### [WHAT YOU WILL DO]
Repeat verbatim every line of the material, beginning at the line that holds "Task: Find the ornate" and ending at its last line.

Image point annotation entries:
..............................
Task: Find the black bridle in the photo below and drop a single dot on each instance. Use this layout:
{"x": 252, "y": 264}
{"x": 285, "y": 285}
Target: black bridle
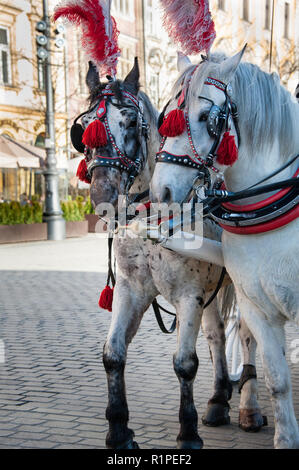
{"x": 121, "y": 161}
{"x": 217, "y": 124}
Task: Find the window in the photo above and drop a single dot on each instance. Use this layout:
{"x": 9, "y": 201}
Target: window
{"x": 221, "y": 5}
{"x": 5, "y": 72}
{"x": 286, "y": 20}
{"x": 40, "y": 140}
{"x": 123, "y": 7}
{"x": 245, "y": 10}
{"x": 267, "y": 14}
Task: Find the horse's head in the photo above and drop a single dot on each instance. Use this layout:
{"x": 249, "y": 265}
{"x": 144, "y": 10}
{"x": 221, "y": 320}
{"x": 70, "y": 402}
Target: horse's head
{"x": 112, "y": 136}
{"x": 199, "y": 125}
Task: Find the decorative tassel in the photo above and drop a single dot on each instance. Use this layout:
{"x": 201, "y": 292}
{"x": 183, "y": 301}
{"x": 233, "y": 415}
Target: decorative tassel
{"x": 82, "y": 172}
{"x": 95, "y": 135}
{"x": 227, "y": 153}
{"x": 106, "y": 298}
{"x": 173, "y": 124}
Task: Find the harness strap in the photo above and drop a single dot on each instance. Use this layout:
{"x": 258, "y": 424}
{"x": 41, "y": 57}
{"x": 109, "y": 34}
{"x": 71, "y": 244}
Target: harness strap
{"x": 218, "y": 287}
{"x": 163, "y": 328}
{"x": 110, "y": 269}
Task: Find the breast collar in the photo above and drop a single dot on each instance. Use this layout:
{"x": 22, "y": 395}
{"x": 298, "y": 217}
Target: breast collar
{"x": 269, "y": 214}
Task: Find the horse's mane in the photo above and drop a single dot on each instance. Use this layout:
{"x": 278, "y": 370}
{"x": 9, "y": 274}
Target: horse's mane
{"x": 267, "y": 110}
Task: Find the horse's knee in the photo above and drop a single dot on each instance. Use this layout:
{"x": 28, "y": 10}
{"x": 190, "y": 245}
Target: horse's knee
{"x": 278, "y": 387}
{"x": 185, "y": 366}
{"x": 113, "y": 360}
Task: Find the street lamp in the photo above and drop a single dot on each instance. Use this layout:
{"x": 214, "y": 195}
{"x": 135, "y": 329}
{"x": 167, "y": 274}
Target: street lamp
{"x": 52, "y": 210}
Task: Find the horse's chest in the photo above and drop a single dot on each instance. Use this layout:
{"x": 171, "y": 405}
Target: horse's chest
{"x": 171, "y": 271}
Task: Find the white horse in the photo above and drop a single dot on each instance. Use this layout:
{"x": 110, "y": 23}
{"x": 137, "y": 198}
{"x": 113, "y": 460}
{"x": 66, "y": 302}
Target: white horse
{"x": 264, "y": 266}
{"x": 145, "y": 271}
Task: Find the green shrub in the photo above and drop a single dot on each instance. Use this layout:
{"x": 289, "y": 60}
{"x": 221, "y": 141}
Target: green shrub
{"x": 12, "y": 213}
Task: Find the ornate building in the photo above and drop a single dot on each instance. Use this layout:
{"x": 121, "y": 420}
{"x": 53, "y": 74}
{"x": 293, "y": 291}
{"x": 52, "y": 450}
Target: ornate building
{"x": 273, "y": 41}
{"x": 22, "y": 91}
{"x": 269, "y": 27}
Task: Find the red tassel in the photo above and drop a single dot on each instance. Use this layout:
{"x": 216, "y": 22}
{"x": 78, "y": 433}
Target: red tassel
{"x": 95, "y": 135}
{"x": 174, "y": 124}
{"x": 106, "y": 298}
{"x": 227, "y": 153}
{"x": 82, "y": 173}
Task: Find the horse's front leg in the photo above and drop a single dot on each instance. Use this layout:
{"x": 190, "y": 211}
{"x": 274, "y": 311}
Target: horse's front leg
{"x": 217, "y": 413}
{"x": 271, "y": 343}
{"x": 129, "y": 305}
{"x": 185, "y": 363}
{"x": 250, "y": 416}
..............................
### [SOLUTION FOR THIS EXERCISE]
Task: Find the ornate building in the photo above and drop a single dot on each instance. Use this layout:
{"x": 121, "y": 420}
{"x": 53, "y": 74}
{"x": 293, "y": 291}
{"x": 52, "y": 450}
Target: ornate building
{"x": 273, "y": 41}
{"x": 22, "y": 91}
{"x": 269, "y": 27}
Task: Find the red tassel in the photo above and drop a single dot on each instance. Use this layout:
{"x": 216, "y": 22}
{"x": 78, "y": 433}
Target: red tassel
{"x": 95, "y": 135}
{"x": 174, "y": 124}
{"x": 106, "y": 298}
{"x": 227, "y": 153}
{"x": 82, "y": 173}
Task: Find the horse's front leg in the photo above and drop a single dot on each instance. Use this layout:
{"x": 190, "y": 211}
{"x": 274, "y": 311}
Target: horse's front leg
{"x": 217, "y": 413}
{"x": 271, "y": 343}
{"x": 129, "y": 305}
{"x": 185, "y": 363}
{"x": 250, "y": 416}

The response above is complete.